A block of data:
[BEGIN]
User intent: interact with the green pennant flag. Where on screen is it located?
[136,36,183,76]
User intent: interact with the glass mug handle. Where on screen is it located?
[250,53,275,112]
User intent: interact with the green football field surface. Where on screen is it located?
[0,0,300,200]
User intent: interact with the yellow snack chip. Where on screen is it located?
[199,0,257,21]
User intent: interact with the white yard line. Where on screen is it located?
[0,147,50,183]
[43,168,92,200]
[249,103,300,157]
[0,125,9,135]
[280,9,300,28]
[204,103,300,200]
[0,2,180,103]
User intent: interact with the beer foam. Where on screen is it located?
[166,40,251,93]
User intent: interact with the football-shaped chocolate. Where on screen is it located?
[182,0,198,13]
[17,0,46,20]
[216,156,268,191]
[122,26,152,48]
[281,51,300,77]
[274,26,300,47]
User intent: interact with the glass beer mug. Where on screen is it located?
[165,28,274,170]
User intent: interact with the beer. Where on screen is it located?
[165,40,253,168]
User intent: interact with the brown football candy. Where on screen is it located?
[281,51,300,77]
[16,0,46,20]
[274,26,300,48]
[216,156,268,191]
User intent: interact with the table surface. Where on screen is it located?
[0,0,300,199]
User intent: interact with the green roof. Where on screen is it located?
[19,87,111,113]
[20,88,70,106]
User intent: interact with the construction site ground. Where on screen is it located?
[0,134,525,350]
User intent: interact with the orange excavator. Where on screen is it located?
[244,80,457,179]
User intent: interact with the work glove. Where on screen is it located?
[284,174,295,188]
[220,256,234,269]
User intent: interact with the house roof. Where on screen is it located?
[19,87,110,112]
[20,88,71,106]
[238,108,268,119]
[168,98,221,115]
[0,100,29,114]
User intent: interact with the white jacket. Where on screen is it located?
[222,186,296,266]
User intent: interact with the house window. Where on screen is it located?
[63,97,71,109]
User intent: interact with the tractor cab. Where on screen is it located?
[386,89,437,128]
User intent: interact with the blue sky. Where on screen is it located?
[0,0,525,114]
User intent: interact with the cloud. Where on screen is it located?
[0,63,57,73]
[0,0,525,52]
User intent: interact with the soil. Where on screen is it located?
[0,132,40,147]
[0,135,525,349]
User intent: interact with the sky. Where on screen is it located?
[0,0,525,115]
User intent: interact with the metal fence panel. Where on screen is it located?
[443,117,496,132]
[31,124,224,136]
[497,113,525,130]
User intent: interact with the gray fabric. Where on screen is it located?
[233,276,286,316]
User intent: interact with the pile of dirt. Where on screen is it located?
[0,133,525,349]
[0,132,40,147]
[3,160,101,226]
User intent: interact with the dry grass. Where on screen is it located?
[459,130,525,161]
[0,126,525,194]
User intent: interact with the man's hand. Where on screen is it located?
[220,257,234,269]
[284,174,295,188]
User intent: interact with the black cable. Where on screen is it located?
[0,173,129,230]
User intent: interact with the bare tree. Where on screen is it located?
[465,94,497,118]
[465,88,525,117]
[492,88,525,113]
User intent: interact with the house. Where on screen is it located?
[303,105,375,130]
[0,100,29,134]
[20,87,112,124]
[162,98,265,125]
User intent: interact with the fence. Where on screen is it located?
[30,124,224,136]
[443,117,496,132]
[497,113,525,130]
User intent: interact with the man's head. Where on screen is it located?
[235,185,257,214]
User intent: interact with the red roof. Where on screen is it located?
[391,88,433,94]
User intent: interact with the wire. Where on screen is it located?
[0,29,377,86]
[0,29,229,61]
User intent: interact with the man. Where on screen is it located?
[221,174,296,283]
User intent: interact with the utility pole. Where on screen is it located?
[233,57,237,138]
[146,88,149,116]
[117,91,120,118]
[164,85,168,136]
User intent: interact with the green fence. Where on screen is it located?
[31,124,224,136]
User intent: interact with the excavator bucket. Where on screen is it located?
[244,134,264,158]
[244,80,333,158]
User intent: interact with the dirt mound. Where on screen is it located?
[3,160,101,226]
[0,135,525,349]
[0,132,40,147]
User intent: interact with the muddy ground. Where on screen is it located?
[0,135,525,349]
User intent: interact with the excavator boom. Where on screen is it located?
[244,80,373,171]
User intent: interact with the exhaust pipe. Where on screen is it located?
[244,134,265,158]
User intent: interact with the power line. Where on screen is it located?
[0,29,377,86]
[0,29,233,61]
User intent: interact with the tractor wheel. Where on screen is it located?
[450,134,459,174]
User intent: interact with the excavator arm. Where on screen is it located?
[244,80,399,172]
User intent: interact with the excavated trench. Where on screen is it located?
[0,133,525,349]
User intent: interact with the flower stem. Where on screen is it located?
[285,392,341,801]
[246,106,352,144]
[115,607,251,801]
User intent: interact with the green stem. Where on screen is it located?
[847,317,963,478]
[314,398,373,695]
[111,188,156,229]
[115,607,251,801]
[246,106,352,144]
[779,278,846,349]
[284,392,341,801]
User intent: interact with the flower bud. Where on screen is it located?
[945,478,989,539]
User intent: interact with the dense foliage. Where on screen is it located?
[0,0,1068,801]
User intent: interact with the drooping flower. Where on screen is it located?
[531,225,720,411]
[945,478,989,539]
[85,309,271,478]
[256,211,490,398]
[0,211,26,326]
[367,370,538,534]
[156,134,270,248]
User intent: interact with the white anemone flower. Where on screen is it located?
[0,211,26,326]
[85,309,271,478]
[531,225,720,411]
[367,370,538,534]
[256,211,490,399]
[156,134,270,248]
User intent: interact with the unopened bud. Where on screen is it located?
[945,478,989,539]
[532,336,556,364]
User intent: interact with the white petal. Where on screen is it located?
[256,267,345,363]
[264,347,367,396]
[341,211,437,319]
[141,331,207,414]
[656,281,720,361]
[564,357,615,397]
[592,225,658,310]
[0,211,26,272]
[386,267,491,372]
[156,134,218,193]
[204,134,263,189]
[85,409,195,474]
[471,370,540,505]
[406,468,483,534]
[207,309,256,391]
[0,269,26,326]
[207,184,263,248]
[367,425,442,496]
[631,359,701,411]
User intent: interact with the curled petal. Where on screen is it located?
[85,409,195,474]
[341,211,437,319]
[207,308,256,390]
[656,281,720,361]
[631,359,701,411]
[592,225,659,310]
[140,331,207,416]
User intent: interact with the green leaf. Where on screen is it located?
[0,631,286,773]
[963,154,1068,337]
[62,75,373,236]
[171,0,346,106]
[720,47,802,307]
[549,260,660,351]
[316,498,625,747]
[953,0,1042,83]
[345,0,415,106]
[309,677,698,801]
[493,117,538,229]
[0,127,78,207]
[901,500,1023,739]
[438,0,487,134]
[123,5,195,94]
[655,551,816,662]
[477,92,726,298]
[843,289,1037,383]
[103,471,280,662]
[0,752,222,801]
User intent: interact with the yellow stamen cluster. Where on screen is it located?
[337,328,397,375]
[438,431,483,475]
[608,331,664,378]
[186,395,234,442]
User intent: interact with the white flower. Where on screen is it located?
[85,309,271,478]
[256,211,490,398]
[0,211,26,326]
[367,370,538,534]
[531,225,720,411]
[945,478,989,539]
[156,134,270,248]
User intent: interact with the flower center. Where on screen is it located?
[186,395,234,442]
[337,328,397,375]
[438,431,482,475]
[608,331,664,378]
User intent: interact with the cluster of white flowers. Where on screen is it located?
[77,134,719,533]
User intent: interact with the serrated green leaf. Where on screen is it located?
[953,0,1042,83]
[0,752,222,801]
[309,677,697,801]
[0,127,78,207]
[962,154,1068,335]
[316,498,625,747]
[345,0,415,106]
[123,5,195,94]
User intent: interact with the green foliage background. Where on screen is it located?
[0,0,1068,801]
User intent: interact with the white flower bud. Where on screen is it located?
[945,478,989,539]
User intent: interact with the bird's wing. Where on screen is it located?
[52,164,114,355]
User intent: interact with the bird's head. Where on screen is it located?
[END]
* _Request_: Starting at the line that contains "User intent: interact with the flower center." and continuing through the last of the rows, write those lines out again, requests included, shifting every bounding box coordinate in the answers up by 10.

* _Result of the task_:
User intent: interact with the flower center. Where on screen is it located?
[196,405,244,452]
[347,338,407,385]
[448,441,492,485]
[618,341,674,388]
User intent: interact with the cluster of white flowers. Where on screen is it located?
[87,144,729,543]
User intent: interact with the serrated green leaf. Where on screen is it located?
[963,10,1052,93]
[10,762,232,811]
[319,687,707,811]
[10,137,88,217]
[972,164,1078,345]
[326,508,635,757]
[355,10,425,116]
[133,15,205,104]
User intent: interact with the green foliage background. Where on screen is it located?
[10,10,1078,811]
User intent: interact with the white flower bud. Where on screen is it located?
[955,488,999,549]
User intent: interact with the bird's wing. Where on screen is it located?
[62,174,124,365]
User intent: interact with the bird's head. Where on screen is it located?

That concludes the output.